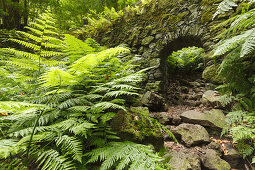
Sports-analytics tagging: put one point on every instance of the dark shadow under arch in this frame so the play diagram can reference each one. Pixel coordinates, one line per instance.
(174, 45)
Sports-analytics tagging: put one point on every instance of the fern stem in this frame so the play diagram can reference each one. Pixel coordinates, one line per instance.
(37, 120)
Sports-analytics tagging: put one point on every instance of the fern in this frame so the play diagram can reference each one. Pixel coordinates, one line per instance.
(51, 159)
(71, 145)
(125, 154)
(225, 6)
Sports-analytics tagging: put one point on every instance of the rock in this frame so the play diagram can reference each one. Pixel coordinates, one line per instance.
(210, 98)
(234, 158)
(215, 146)
(154, 102)
(212, 161)
(191, 134)
(147, 40)
(184, 160)
(162, 117)
(128, 126)
(195, 84)
(210, 73)
(214, 118)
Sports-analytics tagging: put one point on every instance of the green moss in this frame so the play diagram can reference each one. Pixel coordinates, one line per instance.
(208, 14)
(137, 126)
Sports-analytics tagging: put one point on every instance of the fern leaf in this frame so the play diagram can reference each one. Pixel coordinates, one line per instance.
(57, 77)
(139, 156)
(119, 93)
(70, 145)
(27, 44)
(249, 45)
(51, 159)
(231, 43)
(107, 105)
(225, 6)
(30, 36)
(22, 53)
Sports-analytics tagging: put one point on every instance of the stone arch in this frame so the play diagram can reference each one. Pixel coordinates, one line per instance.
(165, 26)
(174, 45)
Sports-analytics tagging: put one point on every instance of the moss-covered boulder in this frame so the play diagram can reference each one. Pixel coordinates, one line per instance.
(214, 118)
(136, 125)
(184, 160)
(191, 135)
(210, 73)
(211, 160)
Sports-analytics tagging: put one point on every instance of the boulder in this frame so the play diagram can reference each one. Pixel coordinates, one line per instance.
(162, 117)
(147, 40)
(211, 160)
(210, 74)
(210, 98)
(214, 118)
(184, 160)
(234, 158)
(128, 126)
(154, 102)
(191, 134)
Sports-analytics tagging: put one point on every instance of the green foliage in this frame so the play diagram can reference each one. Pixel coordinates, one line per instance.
(237, 71)
(186, 59)
(122, 155)
(70, 115)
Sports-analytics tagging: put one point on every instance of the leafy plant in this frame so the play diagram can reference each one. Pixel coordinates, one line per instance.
(237, 71)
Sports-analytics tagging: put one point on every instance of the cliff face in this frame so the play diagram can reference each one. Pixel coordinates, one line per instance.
(164, 26)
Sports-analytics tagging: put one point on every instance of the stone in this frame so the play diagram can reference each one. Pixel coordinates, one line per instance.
(211, 98)
(191, 134)
(154, 102)
(147, 40)
(128, 126)
(210, 74)
(162, 117)
(214, 118)
(234, 158)
(211, 160)
(153, 86)
(183, 160)
(215, 146)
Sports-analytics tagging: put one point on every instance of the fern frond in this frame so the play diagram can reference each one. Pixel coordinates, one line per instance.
(36, 31)
(22, 53)
(125, 86)
(72, 102)
(30, 36)
(57, 77)
(70, 145)
(27, 44)
(225, 6)
(79, 108)
(21, 63)
(7, 148)
(51, 159)
(120, 93)
(107, 105)
(82, 128)
(50, 45)
(125, 154)
(249, 45)
(90, 61)
(231, 43)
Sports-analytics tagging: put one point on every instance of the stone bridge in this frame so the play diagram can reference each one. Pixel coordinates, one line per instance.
(163, 27)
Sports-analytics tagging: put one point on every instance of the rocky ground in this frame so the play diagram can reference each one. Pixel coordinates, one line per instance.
(196, 117)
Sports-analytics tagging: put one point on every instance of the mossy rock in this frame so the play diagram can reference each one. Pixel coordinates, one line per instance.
(210, 73)
(147, 40)
(137, 126)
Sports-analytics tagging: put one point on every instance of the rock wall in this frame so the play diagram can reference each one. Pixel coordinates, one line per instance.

+++

INSTRUCTIONS TO FOLLOW – A faithful copy of all the records is required, with the pictures left out.

SOLUTION BELOW –
Sports-analytics tagging: put one point on every instance of the dark shadow under arch in this frame so the play diagram can reference each one. Pixel coordinates, one line per instance.
(174, 45)
Sports-analytics tagging: put one point on every instance of the fern stem in this frame so the play diagram can reference each one. Pixel coordinates, one line per instance.
(37, 120)
Sports-analytics tagging: put one point on every instance of the fern in this frame so the play diagram can reference each one. Pixel coordinates, one line per instance.
(51, 159)
(71, 145)
(125, 154)
(225, 6)
Sports-analytics tagging: put one point on every instance of the rock in this frame so the play diagram can reference each one. Pixel coordinates, one line per instance.
(210, 98)
(234, 158)
(215, 146)
(154, 102)
(212, 161)
(191, 134)
(147, 40)
(184, 160)
(162, 117)
(128, 126)
(195, 84)
(210, 73)
(214, 118)
Sports-analytics tagging: put one point on every instance of the green moss in this frame so the play diagram can reference each one. Pixel coordinates, one line per instance.
(208, 14)
(137, 126)
Sports-analytics tagging: put one point on every instance of the fern leaf in this frame so the play diagram can reference each one. Pixel coordinates, one line per instance.
(57, 77)
(139, 156)
(119, 93)
(70, 145)
(27, 44)
(249, 45)
(51, 159)
(231, 43)
(107, 105)
(225, 6)
(30, 36)
(22, 53)
Sports-analytics tagging: put one point on every instance of the stone arch in this frame so the play diagram can reference each one. Pixel coordinates, one line per instance.
(165, 26)
(174, 45)
Sports-analytics tagging: put one point on every instance of the moss-covered boulder in this frame so the play diagram can reference each one. Pixel coordinates, one line per instance.
(214, 118)
(136, 125)
(184, 160)
(191, 135)
(210, 73)
(211, 160)
Sports-analytics tagging: put one point on every instance of the boulder in this frame so the play diagram can reference each one. Pixel coordinates, one line per instance.
(162, 117)
(147, 40)
(211, 160)
(210, 74)
(210, 98)
(214, 118)
(184, 160)
(234, 158)
(128, 126)
(154, 102)
(191, 134)
Sports-analytics tagging: put one point on every instance of the green foliage in this frame so the play diagram can reference each one. Pixel coordinates, one line per instance.
(237, 71)
(186, 59)
(122, 155)
(70, 115)
Sports-analytics tagging: put one point on every instance of the leafy plant in this frame so the play diagram can reference each one. Pixel coordinates, one line per instance.
(237, 71)
Sports-analytics tagging: put one point on every instance of the cliff face in this frame so the play diagram can reference each one. Pixel coordinates, one line per instance.
(164, 26)
Sports-analytics tagging: put one point on every instance of the stone in this frame so the play diagram can reference each one. Pixel coordinates, one line per instance.
(211, 98)
(191, 134)
(154, 102)
(147, 40)
(128, 126)
(210, 74)
(162, 117)
(214, 118)
(234, 158)
(211, 160)
(153, 86)
(183, 160)
(215, 146)
Sports-analytics tagging: put one point on every instance of the fern frond in this frame so the play diagram can reference each one. Pixel coordinates, one line per instance.
(36, 31)
(22, 53)
(125, 86)
(72, 102)
(30, 36)
(57, 77)
(70, 145)
(27, 44)
(225, 6)
(79, 108)
(21, 63)
(7, 148)
(51, 159)
(120, 93)
(107, 105)
(82, 128)
(50, 45)
(125, 154)
(249, 45)
(90, 61)
(231, 43)
Sports-analytics tagging: put one point on every instance of the stone bridge in this frame so the play diagram can reference each one. Pixel coordinates, one line per instance.
(163, 27)
Sports-analytics tagging: put one point on every instance of the rocky ground in this frame so the play diagram can reference each one. Pixel coordinates, one line per instance.
(196, 117)
Sports-analytics tagging: put one point on every instance of the mossy rock in this frame so the play diagram can reference each one. Pixel coordinates, one line per instance.
(210, 73)
(147, 40)
(137, 126)
Sports-analytics tagging: put one point on every instance of the rock wall in this frame so the play diagram can reference each one. Pixel coordinates, one line per instance.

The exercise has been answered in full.